[Excerpts of location labeling data]
* BEGIN *

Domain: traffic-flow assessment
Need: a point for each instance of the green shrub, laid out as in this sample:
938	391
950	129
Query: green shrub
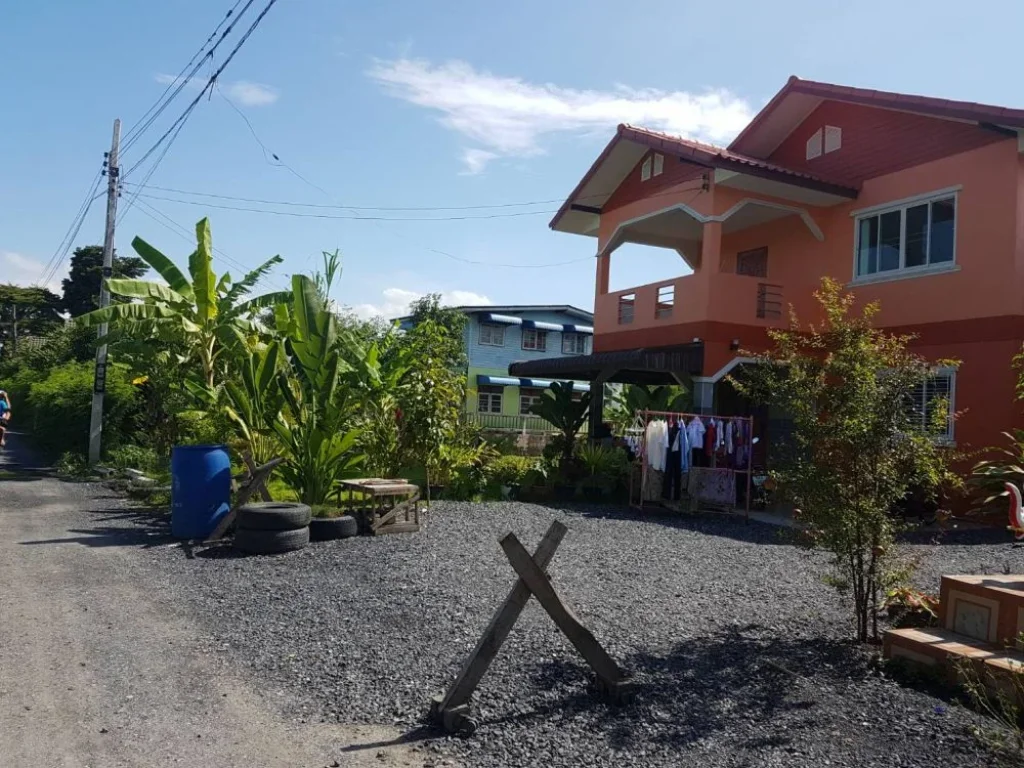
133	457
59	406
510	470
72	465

* END *

> [REQUIREMENTS]: Format every line of the rows above as a Markdown table with the columns "No." and "Line", numbering the lines in order and skipping blank lines. Leave the pictures out.

> [RESULT OF THIS EXERCISE]:
| No. | Line |
|---|---|
| 1 | Domain: traffic-flow assessment |
| 2 | Need: a point for each instance of the green shrub, laid out as in this sample: |
| 3 | 938	391 |
| 4 | 950	129 |
| 5 | Query: green shrub |
| 6 | 133	457 |
| 7 | 59	406 |
| 8 | 510	470 |
| 9 | 72	465 |